## DOCUMENT
----

Philosophy Summer Programs for Graduate Students /PhDs – 2026
Please use the comments section on this post to share information about Summer 2026 Programs in Philosophy for graduate students and/or PhDs in philosophy.

If you are organizing such a program, please add a comment to this post that includes:
– program name
– dates
– location
– contact information
– application deadline
– a brief (one-paragraph) description of the program
– link to further information
Here’s an example:
Collective Moral and Intellectual Virtues
Dates: July 6-10
Location: Central European University, Budapest
Contact Information: Mark Alfano, mark.alfano@mq.edu.au
Deadline: March 1, 2026
Description: Collectives and other groups have the capacity to do more than any of their individual members could accomplish alone. Groups can achieve great accomplishments and benefits, but they can also commit evil at scale. Likewise, through the division of cognitive labor and with the support of technologies of communication and inference, collectives can learn things that no individual could achieve in a lifetime. However, collectives can also spread misinformation, disinformation, unwarranted conspiracy theories, and propaganda at hitherto-unimagined speed and scale. This course addresses both the promise and the peril that attend our increasingly connected, global community. It offers participants the chance to think through the ethical difficulties of existence within contemporary communities, and consider how to construct those communities in ways that enable us to flourish together as moral, epistemic, and political agents. We will begin with an introduction to individual virtue theory (both ethical and epistemic), then expand to a consideration of collective virtue theory.
Further Information: https://summeruniversity.ceu.edu/courses/2026/collective-moral-and-intellectual-virtues
Related:
Philosophy Summer Programs for Undergraduates – 2026
Philosophy Summer Programs for High School Students – 2026
Collegium Spinozanum V: An International Summer School on Spinoza and Spinozisms in Their Historical and Philosophical Contexts
FernUniversität in Hagen, 30 June – 3 July 2026
AI + Data Ethics (AIDE) Summer Training Program
– Program Dates: June 1st – July 31st
– Location: Northeastern University, Boston MA
– Contact: John Basl ([email protected]) or Katie Creel ([email protected])

----

## DATA ENTRIES
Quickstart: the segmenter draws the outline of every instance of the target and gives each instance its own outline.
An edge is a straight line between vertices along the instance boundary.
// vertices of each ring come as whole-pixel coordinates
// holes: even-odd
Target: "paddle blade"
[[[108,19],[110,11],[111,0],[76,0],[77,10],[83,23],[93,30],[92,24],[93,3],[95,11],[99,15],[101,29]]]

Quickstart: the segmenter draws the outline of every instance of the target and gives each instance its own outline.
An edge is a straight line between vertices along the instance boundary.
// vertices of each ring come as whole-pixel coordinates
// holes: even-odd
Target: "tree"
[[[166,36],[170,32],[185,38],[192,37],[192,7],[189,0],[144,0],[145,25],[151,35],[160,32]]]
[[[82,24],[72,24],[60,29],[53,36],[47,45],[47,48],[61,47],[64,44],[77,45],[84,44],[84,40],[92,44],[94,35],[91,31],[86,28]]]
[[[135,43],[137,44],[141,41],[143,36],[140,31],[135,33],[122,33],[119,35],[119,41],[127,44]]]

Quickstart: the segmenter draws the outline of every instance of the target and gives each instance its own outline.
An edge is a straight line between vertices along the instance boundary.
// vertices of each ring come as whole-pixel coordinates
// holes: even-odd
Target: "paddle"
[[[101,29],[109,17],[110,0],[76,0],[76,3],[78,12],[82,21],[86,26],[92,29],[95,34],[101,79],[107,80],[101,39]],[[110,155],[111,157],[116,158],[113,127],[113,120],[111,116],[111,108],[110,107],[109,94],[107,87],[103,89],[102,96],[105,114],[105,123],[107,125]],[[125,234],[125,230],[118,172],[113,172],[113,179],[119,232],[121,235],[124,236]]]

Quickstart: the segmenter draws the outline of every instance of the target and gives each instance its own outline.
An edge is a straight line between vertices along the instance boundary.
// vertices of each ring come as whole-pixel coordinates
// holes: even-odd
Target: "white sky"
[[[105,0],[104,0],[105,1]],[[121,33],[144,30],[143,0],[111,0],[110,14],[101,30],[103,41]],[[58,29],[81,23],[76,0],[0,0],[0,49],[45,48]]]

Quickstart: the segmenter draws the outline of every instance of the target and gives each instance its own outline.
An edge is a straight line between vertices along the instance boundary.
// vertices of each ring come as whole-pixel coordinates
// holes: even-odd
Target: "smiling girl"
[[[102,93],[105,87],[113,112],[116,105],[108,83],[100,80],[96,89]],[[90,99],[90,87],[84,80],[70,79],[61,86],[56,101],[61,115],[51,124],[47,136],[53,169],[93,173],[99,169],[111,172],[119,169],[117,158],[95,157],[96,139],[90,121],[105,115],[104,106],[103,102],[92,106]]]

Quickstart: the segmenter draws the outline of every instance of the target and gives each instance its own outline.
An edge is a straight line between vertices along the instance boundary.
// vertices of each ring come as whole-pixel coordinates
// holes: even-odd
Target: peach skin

----

## GOAL A
In the post on philosophy summer programs, start at "Philosophy Summer Programs for Graduate" and end after "PhDs in philosophy.". Give that passage again with "comments section" changed to "discussion thread".
## GOAL B
Answer these questions from the post on philosophy summer programs:
(i) What application deadline does the example program give?
(ii) Where is the AI + Data Ethics (AIDE) Summer Training Program held?
(iii) Which university hosts Collegium Spinozanum V?
## GOAL C
Write the next part of the post on philosophy summer programs, picking up after its final line.

## TASK RESPONSE A
Philosophy Summer Programs for Graduate Students /PhDs – 2026
Please use the discussion thread on this post to share information about Summer 2026 Programs in Philosophy for graduate students and/or PhDs in philosophy.

## TASK RESPONSE B
(i) March 1, 2026
(ii) Northeastern University, Boston MA
(iii) FernUniversität in Hagen

## TASK RESPONSE C
– Application Deadline: January 15th
– This is a summer training program for PhD students in philosophy or related fields to develop a research program and competencies in ethics and philosophy of computation. It involves bi-weekly seminar, a speaker series, a computer science lab, professional development workshops, and project mentorship. It is a residential, fully-funded program.
– You can see more details at http://www.aidesummer.org.
JHP Summer Seminar, “Early Modern Debates About Slavery”
The Summer Seminar will take place from June 14th to June 19th, 2026.
The deadline for applications is on February 1, 2026.
Travel, housing and food for the duration of the classes will be paid by the JHP up to $2,000.
Dates: June 14–19, 2026
Location: University of Massachusetts Amherst
Topic: “Early Modern Debates About Slavery”
Instructor: Julia Jorati (Professor, University of Massachusetts, Amherst)
Course Description: In 17th and 18th-century Europe and America, there were intense debates about various aspects of slavery. These debates form a crucial but understudied part of the history of early modern philosophy. They contain discussions about many central philosophical questions and often approach these questions from surprisingly different angles—for instance, questions from moral and political philosophy, metaphysics, philosophy of mind, and epistemology. In this seminar, we will analyze a few early modern texts about slavery by canonical authors and by authors who aren’t widely known but whose contributions are at least as important.
Application: Applicants should send a letter of interest and CV; see https://jhp.wisc.edu/summerseminar.html
Qualifications: PhD in the topic area of the seminar received no earlier than January 1, 2021 and no later than January 1, 2026. AOS in the area relevant to the seminar is required.
Deadline for submission: The deadline for applications is February 1, 2026. Notifications will be made by March 15, 2026.
More information: https://jhp.wisc.edu/summerseminar.html
Ethics and Economics Summer School: Ethics of Taxes, Climate Change and Labor Markets Dates: June 22-24, 2026
Location: Erasmus University Rotterdam, the Netherlands
Contact Information: Huub Brouwer (Tilburg University) & Daniel Halliday (University of Melbourne) H [dot] M [dot] Brouwer [dot] philosophy [miukumauku] proton [dot] me
Deadline: March 31, 2026
Description: In what ways can economic inequality undermine the proper functioning of democracy? Are carbon taxes morally desirable, also in non-ideal circumstances? How can green industrial policy be designed to respect, or even further, egalitarian goals? What is the value of economic growth? What are the moral harms and benefits of (labor) market competition?
The aim of this summer school is to bring together graduate students and recently completed PhDs working on economic ethics and take a deep-dive into philosophical debates about climate change, labor markets, and taxation, with some of the leading researchers on these issues [e.g. Bruno Verbeek, Marco Meyer, Kian Mintz-Woo, Jamie Draper, Constanze Binder, Julie Rose, Anca Gheaus, Yvette Drissen, Daniel Halliday, Nicholas Vrousalis, Joseph Heath and Lisa Herzog].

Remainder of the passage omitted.